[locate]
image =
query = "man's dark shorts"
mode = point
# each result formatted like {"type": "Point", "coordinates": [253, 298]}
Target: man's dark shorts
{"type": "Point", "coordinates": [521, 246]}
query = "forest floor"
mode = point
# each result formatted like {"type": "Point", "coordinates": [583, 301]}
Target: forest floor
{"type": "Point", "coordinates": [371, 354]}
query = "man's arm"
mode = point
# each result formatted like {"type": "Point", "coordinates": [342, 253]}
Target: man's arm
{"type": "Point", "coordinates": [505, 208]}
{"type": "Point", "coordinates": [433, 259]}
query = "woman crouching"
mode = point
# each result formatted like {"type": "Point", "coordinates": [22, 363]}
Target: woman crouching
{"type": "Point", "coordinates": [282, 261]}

○ ○ ○ ○ ○ ○ ○

Lay out every line of the records above as one numbered list, leaving out any blank lines.

● Answer for this exercise:
1. [locate]
2. image =
3. query = "man's dark shorts"
4. mode = point
5. # each result formatted like {"type": "Point", "coordinates": [253, 298]}
6. Target: man's dark shorts
7. {"type": "Point", "coordinates": [521, 246]}
8. query = "forest floor"
9. mode = point
10. # each result formatted like {"type": "Point", "coordinates": [583, 301]}
11. Target: forest floor
12. {"type": "Point", "coordinates": [371, 354]}
13. query = "man's arm"
14. mode = point
15. # each result formatted like {"type": "Point", "coordinates": [342, 253]}
16. Target: man's arm
17. {"type": "Point", "coordinates": [505, 208]}
18. {"type": "Point", "coordinates": [433, 259]}
19. query = "woman crouching"
20. mode = point
21. # each result formatted like {"type": "Point", "coordinates": [22, 363]}
22. Target: woman crouching
23. {"type": "Point", "coordinates": [282, 261]}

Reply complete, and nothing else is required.